_Exercise details_: Go through the data below and return each line where the string "sandal" occurs.
Top of Entries supplied
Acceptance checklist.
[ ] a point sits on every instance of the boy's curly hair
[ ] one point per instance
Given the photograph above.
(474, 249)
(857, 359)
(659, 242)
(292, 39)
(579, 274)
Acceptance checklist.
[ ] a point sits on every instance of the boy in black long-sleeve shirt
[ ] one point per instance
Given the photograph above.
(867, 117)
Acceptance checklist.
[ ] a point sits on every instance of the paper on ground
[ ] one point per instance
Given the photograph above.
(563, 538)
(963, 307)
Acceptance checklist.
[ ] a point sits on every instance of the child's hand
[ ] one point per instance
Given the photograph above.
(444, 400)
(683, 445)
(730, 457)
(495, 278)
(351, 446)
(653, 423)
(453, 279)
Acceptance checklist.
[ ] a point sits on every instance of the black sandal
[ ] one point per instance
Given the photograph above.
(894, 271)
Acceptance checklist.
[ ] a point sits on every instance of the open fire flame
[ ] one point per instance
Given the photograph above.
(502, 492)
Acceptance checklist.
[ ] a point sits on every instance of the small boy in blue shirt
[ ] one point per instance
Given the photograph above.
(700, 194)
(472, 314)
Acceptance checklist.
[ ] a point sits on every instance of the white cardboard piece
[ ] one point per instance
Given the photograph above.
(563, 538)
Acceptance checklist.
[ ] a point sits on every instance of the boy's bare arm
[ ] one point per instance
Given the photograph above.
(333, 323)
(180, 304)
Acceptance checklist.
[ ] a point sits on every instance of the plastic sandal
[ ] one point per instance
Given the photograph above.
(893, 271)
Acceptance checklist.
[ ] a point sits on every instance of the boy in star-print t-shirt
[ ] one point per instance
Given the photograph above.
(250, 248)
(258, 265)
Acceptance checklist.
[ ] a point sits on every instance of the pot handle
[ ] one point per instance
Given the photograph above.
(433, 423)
Bottom of Entries supplied
_Answer_:
[ ] a point sits on every instance of the black sandal
[ ] a point sits on every instance of the plastic sandal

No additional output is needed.